THE TASK
Can you render every line of the entries below as a numbered list, skipping the blank lines?

DATA FOR THIS EXERCISE
* Start *
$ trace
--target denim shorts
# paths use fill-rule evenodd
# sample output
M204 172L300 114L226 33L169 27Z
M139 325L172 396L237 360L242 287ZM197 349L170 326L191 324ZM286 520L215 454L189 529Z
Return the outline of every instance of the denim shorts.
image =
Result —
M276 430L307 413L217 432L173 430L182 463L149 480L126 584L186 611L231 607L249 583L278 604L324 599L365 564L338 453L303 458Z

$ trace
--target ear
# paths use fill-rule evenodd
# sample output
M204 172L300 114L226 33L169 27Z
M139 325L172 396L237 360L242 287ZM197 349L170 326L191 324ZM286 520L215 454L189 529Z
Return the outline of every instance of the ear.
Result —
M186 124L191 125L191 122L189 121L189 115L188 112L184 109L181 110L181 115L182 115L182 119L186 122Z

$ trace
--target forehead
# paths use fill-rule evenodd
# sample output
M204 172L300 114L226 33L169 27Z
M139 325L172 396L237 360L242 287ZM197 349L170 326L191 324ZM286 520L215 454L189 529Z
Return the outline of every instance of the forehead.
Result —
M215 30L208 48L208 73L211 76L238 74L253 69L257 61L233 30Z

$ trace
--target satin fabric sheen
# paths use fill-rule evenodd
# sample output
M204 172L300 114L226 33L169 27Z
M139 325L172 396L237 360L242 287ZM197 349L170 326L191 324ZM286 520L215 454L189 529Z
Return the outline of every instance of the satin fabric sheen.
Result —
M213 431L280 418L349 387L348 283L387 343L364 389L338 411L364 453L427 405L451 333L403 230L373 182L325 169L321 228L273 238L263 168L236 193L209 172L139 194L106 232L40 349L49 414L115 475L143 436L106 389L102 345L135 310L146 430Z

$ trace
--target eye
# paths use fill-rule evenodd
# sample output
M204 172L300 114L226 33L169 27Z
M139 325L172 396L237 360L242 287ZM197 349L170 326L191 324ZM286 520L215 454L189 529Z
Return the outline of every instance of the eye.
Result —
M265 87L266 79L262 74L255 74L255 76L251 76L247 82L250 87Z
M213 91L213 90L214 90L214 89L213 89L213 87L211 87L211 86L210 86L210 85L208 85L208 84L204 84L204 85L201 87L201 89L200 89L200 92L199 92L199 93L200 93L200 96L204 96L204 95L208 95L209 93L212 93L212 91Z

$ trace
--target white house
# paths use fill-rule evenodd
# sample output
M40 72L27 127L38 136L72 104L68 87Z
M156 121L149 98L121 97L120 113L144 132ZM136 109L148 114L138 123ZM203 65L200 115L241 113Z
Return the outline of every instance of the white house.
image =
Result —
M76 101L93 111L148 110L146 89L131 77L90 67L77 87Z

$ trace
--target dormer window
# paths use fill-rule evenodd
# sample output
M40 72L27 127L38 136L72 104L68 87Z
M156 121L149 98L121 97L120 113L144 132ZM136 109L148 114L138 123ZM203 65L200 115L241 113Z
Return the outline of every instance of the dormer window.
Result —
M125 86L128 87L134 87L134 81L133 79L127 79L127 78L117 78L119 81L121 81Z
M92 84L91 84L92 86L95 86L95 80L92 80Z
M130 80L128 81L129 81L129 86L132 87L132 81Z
* End *
THE REPLY
1. $ trace
2. --target denim shorts
3. # paths use fill-rule evenodd
4. # sample output
5. M204 172L300 114L226 33L169 27Z
6. M139 325L172 396L237 360L242 287ZM197 349L170 326L191 324ZM286 520L215 454L189 529Z
7. Return the outline of every instance of the denim shorts.
8. image =
9. Result —
10. M276 430L307 413L217 432L173 430L182 463L149 480L126 584L186 611L231 607L249 583L278 604L324 599L365 564L338 453L303 458Z
11. $ trace
12. --target ear
13. # paths use fill-rule evenodd
14. # sample output
15. M204 172L300 114L226 33L169 27Z
16. M139 325L172 396L237 360L242 287ZM197 349L170 326L191 324ZM286 520L215 454L189 529Z
17. Return the outline of every instance of the ear.
18. Result —
19. M186 124L191 125L191 122L189 121L189 115L188 112L184 109L181 110L181 115L182 115L182 119L186 122Z
20. $ trace
21. --target forehead
22. # paths use fill-rule evenodd
23. # sample output
24. M204 172L300 114L226 33L169 27Z
25. M139 325L172 396L237 360L242 287ZM197 349L170 326L191 324ZM286 520L215 454L189 529Z
26. Return the outline of every instance of the forehead.
27. Result —
28. M215 30L208 48L208 73L211 76L238 74L253 69L257 61L233 30Z
29. $ trace
30. --target satin fabric sheen
31. # paths use fill-rule evenodd
32. # sample output
33. M204 172L300 114L226 33L169 27Z
34. M139 325L172 396L237 360L242 287ZM197 349L170 326L191 324ZM286 520L215 454L189 529Z
35. Return the outline of every instance of the satin fabric sheen.
36. Result —
37. M213 431L280 418L349 387L348 283L387 343L364 389L338 411L364 453L427 405L451 333L403 230L373 182L325 169L321 228L273 238L263 168L236 193L209 172L139 194L106 232L40 349L49 414L115 475L143 436L106 389L102 345L135 310L146 430Z
38. $ trace
39. --target eye
40. # paths use fill-rule evenodd
41. # sample output
42. M204 172L300 114L226 33L169 27Z
43. M139 325L172 396L237 360L242 287ZM197 349L170 326L191 324ZM286 520L215 454L189 529Z
44. Return the outline of every instance of the eye.
45. Result —
46. M265 87L266 79L262 74L255 74L255 76L251 76L247 82L250 87Z
47. M213 91L213 90L214 90L214 89L213 89L213 87L211 87L211 86L210 86L210 85L208 85L208 84L204 84L204 85L201 87L201 89L200 89L200 92L199 92L199 93L200 93L200 96L204 96L204 95L208 95L209 93L212 93L212 91Z
48. $ trace
49. --target white house
50. # paths use fill-rule evenodd
51. # sample output
52. M40 72L27 127L38 136L72 104L68 87Z
53. M156 121L149 98L121 97L120 113L144 132ZM136 109L148 114L138 123ZM203 65L200 115L241 113Z
54. Return the outline of every instance of the white house.
55. image =
56. Result —
57. M76 101L93 111L148 110L146 89L131 77L90 67L77 87Z
58. $ trace
59. --target dormer window
60. # paths use fill-rule evenodd
61. # sample output
62. M40 72L27 127L38 136L72 104L68 87Z
63. M156 121L149 98L121 97L120 113L144 132ZM136 109L148 114L138 123ZM203 65L200 115L241 113Z
64. Return the outline of every instance of the dormer window.
65. Result —
66. M125 86L128 87L134 87L134 81L133 79L127 79L127 78L117 78L119 81L121 81Z
67. M92 84L91 84L92 86L95 86L95 80L92 80Z
68. M130 80L128 81L129 81L129 86L132 87L132 81Z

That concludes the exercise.